Directions:
1/ Answer the following questions using the travel journal, each on its own line and marked like the question.
(a) Which beach did the writer visit to see the black sand?
(b) What was the name of the place where the snorkeling gear was rented, and on what road is it?
(c) How long had it been since the writer last snorkeled in tropical waters?
2/ For each statement below, say yes or no depending on whether it agrees with the travel journal, and quote the words of the travel journal that decide it.
(a) The writer had to get an optician to mount lenses in the rented mask.
(b) The sky had cleared by the time they crossed over to Kailua.
(c) The last time the writer had been in the water, it was for scuba diving in the Philippines.
3/ Rewrite the paragraph of the travel journal that begins "If you thought I woke up" in shorter form, keeping its main facts.

We finish out the day exploring Rainbow Falls and Akaka
Falls, both of which were simply overrun with visitors.
Tomorrow, south to the black sand beach and around over
to Kailua to rent some snorkeling gear.

December 27
If you thought I woke up to the sound of anything other
than rain this morning, you were wrong. We loaded up the
car and headed south again, this time to Punalu'u Beach
to see what the black sand had to offer. Considered a top
beach for opportunities to see the Hawai'i green sea turtle,
we were probably there too early to catch sight of one.
They like to come out in the day to bask in the sun, which
was not showing itself on this cloudy morning. But the clouds
were not limited to the east side of the island; when we
crossed the south end of the island over to Kailua, it was
still overcast.
We found a place to rent snorkeling gear along Alii Drive,
called Boss Frog's. Snorkle and scuba gear has come a long
way - I was able to rent a mask with my prescription built
into the mask face. Quite a long way from the old way, where
you had to buy a mask and have your optician mount a set
of lenses into the face plate. We headed down to Pu'uhonua
O Hanaunau National Historic Park, which was reputed to
be one of the best places on the Kona side of the island
for snorkeling. There was no disappointment in the beautiful
coral and fish species available to view. We saw our first
green turtle, which was swimming away from shore as we were
getting into the water. While out snorkeling, we saw trumpetfish,
puffer fish, angel fish, lots of sea urchins, clown fish,
a variety of trigger fish, and all sorts of other things
I could not recognize. Since I do not have an underwater
camera, I had to simply enjoy myself and the experience
of snorkeling in tropical waters again after an eighteen-year
hiatus... although the last time I was in the water, I was
PADI certified and scuba diving in the Philippines.
On the way back to Hilo, we stopped at several fruit stands
to take advantage of the diversity and seemingly unending
supply of fresh fruit. As light was beginning to fade, I
stopped at a macadamia orchard for a last shot of the day.

Given information:
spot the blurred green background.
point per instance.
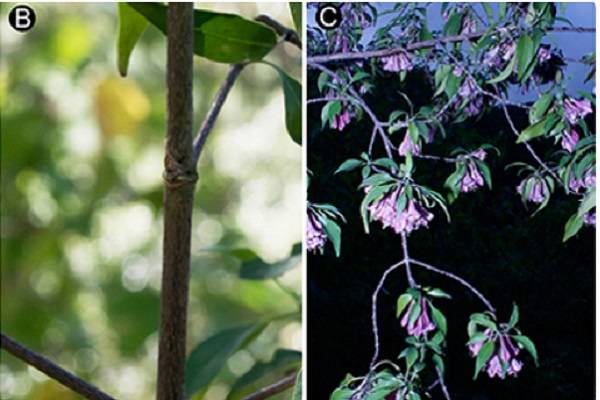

Task-by-task outputs:
1/
(a) Punalu'u Beach
(b) Boss Frog's, on Alii Drive
(c) Eighteen years

2/
(a) No: "I was able to rent a mask with my prescription built into the mask face."
(b) No: "when we crossed the south end of the island over to Kailua, it was still overcast."
(c) Yes: "the last time I was in the water, I was PADI certified and scuba diving in the Philippines."

3/ I woke to rain again, and we drove south to Punalu'u Beach to see the black sand. It is considered a top beach for seeing the Hawai'i green sea turtle, but we were probably too early. The turtles come out in the day to bask in the sun, and the morning was cloudy. It was still overcast when we crossed the south end of the island to Kailua.